--- Given records Enclosed Below ---
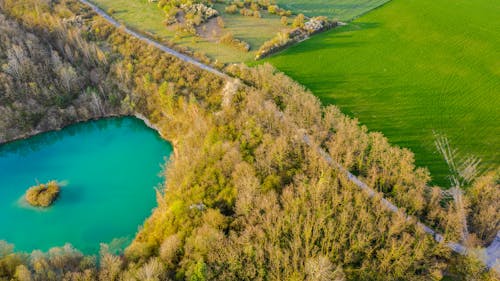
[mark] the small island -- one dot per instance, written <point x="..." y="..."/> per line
<point x="43" y="195"/>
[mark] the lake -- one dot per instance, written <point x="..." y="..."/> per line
<point x="108" y="168"/>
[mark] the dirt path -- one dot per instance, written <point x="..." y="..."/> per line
<point x="491" y="255"/>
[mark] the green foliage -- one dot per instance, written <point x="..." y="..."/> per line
<point x="409" y="76"/>
<point x="43" y="195"/>
<point x="344" y="10"/>
<point x="246" y="197"/>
--- End of Enclosed Given records ---
> _Problem to solve_
Word for word, quote the lines above. Omit the pictures.

> _Exercise answer_
[mark] the small island -- one dot per instance, written <point x="..." y="..."/> per line
<point x="43" y="195"/>
[mark] the lake -- one dot per instance, written <point x="..." y="..."/> per line
<point x="108" y="168"/>
[mark] the dirt path -- one dot per instance, written <point x="..." y="..."/> per line
<point x="491" y="255"/>
[mark] the green foliage -- one dot per instance, written <point x="..." y="..."/> per line
<point x="409" y="76"/>
<point x="43" y="195"/>
<point x="344" y="10"/>
<point x="246" y="197"/>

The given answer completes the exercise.